Exercise brief> Look for the line that contains "One keypoint belongs on each instance. Indicate the asphalt"; output that line and every line after it exactly, through the final line of the material below, and nothing else.

Task input>
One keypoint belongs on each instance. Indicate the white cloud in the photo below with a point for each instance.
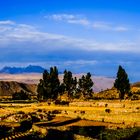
(7, 22)
(69, 18)
(82, 20)
(27, 34)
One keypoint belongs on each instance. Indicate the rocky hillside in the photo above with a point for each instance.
(10, 87)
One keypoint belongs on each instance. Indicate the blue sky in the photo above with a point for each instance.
(80, 35)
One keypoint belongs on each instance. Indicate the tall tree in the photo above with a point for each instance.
(48, 87)
(69, 83)
(85, 85)
(122, 83)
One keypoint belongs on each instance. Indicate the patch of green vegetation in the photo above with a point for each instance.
(121, 134)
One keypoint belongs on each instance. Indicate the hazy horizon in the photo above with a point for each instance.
(81, 36)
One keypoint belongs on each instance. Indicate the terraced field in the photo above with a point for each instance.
(78, 116)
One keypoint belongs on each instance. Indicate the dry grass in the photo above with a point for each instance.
(125, 112)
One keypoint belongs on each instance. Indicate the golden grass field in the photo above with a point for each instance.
(125, 113)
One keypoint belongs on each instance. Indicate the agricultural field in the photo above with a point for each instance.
(77, 120)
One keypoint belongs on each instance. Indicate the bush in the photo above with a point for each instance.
(25, 125)
(107, 110)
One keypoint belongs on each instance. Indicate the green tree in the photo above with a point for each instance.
(69, 83)
(85, 85)
(48, 87)
(122, 83)
(22, 95)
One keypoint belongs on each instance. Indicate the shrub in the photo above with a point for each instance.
(25, 125)
(107, 110)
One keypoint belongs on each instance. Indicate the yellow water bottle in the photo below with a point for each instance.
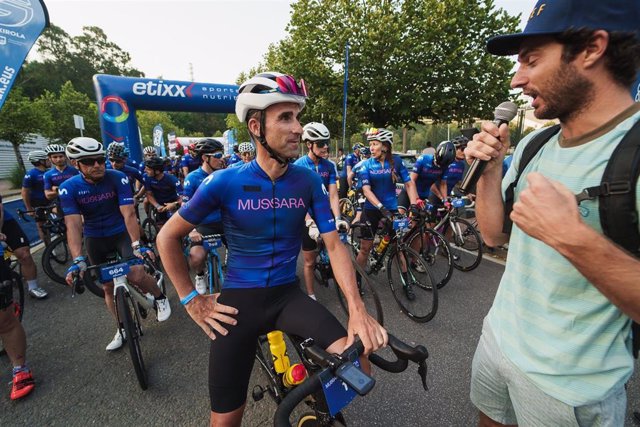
(383, 243)
(294, 375)
(278, 351)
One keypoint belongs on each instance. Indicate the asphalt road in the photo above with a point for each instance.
(79, 383)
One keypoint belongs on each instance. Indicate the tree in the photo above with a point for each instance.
(76, 59)
(20, 118)
(410, 59)
(63, 107)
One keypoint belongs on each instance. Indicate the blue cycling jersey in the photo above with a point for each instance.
(132, 173)
(428, 174)
(351, 160)
(262, 219)
(325, 168)
(34, 180)
(165, 190)
(379, 177)
(99, 204)
(53, 177)
(454, 174)
(190, 162)
(191, 184)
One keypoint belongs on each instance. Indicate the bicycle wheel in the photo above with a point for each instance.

Result of this exercise>
One keypoint belongs on each instance. Indicate the asphalt road in the photo above with a point for each instance.
(79, 383)
One keypoint belongs on each instance. Indicate the tree in the photo above with a point for each instance.
(76, 59)
(20, 118)
(410, 59)
(63, 107)
One keypoint belongs on each instance. Indicate the blue cycling jersey in the photo above with a point for each instance.
(132, 173)
(428, 174)
(351, 160)
(262, 219)
(325, 168)
(34, 180)
(165, 190)
(379, 177)
(99, 204)
(53, 177)
(454, 174)
(190, 162)
(191, 184)
One keypoint belongs on each instance. Indicate the bicycle wheel in the photo above with a point for each instance.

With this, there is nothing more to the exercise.